Concurrency Patterns and Best Practices

Pattern 1: Optimistic Locking with Version Numbers

Detect concurrent modifications using version fields:

-- Read with version
MATCH (account:Account {id: $account_id})
RETURN account.balance, account.version;
-- Returns: balance=100, version=5

-- Update with version check
MATCH (account:Account {id: $account_id})
WHERE account.version = $expected_version  -- Check version hasn't changed
SET account.balance = $new_balance,
    account.version = $expected_version + 1
RETURN account;
-- Fails if another transaction modified account (version changed)

Python implementation:

from geode_client import Client, ConcurrentModificationError

async def update_account_balance(account_id, amount):
    client = Client(host="localhost", port=3141)
    async with client.connection() as conn:
        while True:  # Retry loop
            # Read current state
            result, _ = await conn.query("""
                MATCH (a:Account {id: $id})
                RETURN a.balance AS balance, a.version AS version
            """, {"id": account_id})

Stored data
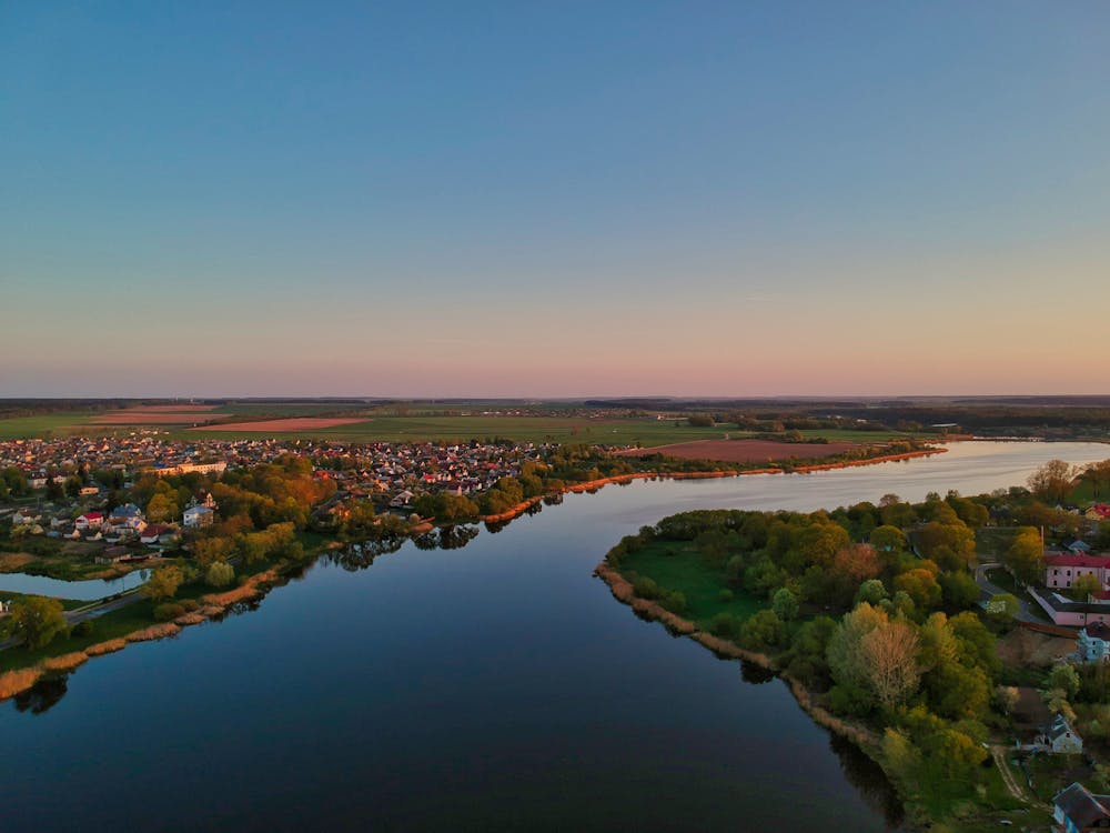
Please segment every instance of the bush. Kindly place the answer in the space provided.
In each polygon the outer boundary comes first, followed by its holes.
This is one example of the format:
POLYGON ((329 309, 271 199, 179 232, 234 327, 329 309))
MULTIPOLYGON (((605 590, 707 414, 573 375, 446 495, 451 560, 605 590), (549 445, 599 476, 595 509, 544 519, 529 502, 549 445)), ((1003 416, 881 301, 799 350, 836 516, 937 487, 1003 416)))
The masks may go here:
POLYGON ((176 602, 165 602, 154 608, 154 619, 159 622, 169 622, 185 612, 185 608, 176 602))
POLYGON ((235 580, 235 568, 225 561, 213 562, 204 574, 204 583, 210 588, 225 588, 235 580))
POLYGON ((675 615, 683 615, 686 613, 686 594, 679 593, 678 591, 667 592, 664 591, 663 598, 659 599, 659 604, 665 609, 674 613, 675 615))
POLYGON ((733 639, 740 632, 743 622, 738 621, 731 613, 718 613, 709 622, 709 630, 714 635, 724 639, 733 639))

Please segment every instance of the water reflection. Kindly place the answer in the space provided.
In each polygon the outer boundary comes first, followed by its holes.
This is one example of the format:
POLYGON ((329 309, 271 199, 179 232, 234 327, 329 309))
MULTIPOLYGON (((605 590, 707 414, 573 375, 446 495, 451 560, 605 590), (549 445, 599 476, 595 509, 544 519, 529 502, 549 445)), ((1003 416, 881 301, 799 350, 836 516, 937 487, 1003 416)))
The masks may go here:
POLYGON ((69 691, 69 674, 48 676, 12 697, 12 704, 17 712, 43 714, 53 709, 65 696, 67 691, 69 691))
POLYGON ((829 749, 839 759, 844 776, 859 791, 867 805, 882 815, 889 830, 898 829, 906 813, 882 769, 859 746, 838 734, 829 734, 829 749))

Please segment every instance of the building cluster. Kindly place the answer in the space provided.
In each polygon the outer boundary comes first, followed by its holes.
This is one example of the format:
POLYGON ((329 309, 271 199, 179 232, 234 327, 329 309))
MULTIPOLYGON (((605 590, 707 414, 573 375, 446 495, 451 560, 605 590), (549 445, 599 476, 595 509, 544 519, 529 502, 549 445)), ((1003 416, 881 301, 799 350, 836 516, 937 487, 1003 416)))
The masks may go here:
MULTIPOLYGON (((0 442, 0 470, 18 468, 40 496, 51 480, 65 481, 82 473, 82 485, 67 498, 27 500, 0 508, 19 534, 43 534, 105 545, 142 543, 173 545, 181 533, 215 520, 211 495, 199 492, 193 504, 171 524, 148 523, 143 508, 111 505, 109 489, 95 481, 101 472, 119 474, 120 499, 144 474, 200 473, 219 475, 226 470, 250 469, 287 455, 312 461, 313 476, 332 480, 335 495, 323 511, 344 502, 373 500, 381 508, 411 509, 421 494, 448 492, 470 495, 493 486, 504 476, 519 474, 525 462, 538 462, 549 446, 462 443, 335 443, 319 440, 203 440, 174 442, 157 431, 135 431, 121 438, 59 438, 0 442)), ((57 492, 57 490, 56 490, 57 492)))

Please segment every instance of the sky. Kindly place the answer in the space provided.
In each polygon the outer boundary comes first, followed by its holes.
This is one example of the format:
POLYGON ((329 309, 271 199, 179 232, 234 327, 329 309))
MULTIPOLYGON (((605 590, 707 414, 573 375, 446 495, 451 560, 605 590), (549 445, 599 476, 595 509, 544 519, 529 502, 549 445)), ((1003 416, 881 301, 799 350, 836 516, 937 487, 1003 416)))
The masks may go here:
POLYGON ((1108 393, 1110 3, 0 4, 0 397, 1108 393))

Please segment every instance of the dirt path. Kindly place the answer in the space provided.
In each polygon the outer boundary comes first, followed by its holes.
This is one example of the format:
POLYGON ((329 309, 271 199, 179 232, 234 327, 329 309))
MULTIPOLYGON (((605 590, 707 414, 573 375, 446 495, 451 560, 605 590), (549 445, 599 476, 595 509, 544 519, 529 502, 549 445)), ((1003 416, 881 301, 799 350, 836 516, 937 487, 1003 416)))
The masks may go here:
POLYGON ((998 764, 998 771, 1002 774, 1002 783, 1006 784, 1006 789, 1009 790, 1010 794, 1022 804, 1029 804, 1029 797, 1021 789, 1021 785, 1015 780, 1013 773, 1010 772, 1009 764, 1006 763, 1006 746, 990 747, 990 755, 995 759, 995 763, 998 764))

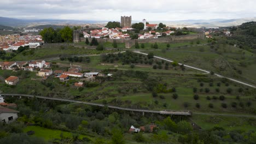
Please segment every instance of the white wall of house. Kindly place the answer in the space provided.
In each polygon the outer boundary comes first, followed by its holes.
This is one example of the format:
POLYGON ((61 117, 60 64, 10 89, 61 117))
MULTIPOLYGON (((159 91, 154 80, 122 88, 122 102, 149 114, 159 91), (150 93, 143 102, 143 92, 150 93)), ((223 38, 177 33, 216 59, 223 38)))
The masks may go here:
POLYGON ((5 121, 5 123, 10 123, 15 121, 18 118, 18 116, 17 113, 5 112, 0 113, 0 121, 1 122, 5 121), (9 120, 9 119, 10 120, 9 120), (12 119, 11 120, 10 119, 12 119))

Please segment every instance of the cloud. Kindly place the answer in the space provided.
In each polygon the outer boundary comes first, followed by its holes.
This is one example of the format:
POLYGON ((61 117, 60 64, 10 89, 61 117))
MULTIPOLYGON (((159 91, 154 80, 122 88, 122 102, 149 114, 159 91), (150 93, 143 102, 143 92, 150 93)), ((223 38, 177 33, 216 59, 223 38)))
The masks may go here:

__Activity A__
Echo everything in the concurrency page from "-- Update with" down to "account (version changed)".
__Activity B__
In the concurrency page, what port does the Python client connect to?
__Activity C__
Translate this sentence from the concurrency page into Spanish: "Detect concurrent modifications using version fields:"
The entries are not needed here.

__Output A__
-- Update with version check
MATCH (account:Account {id: $account_id})
WHERE account.version = $expected_version  -- Check version hasn't changed
SET account.balance = $new_balance,
    account.version = $expected_version + 1
RETURN account;
-- Fails if another transaction modified account (version changed)

__Output B__
Port 3141.

__Output C__
Detecta modificaciones concurrentes mediante campos de versión: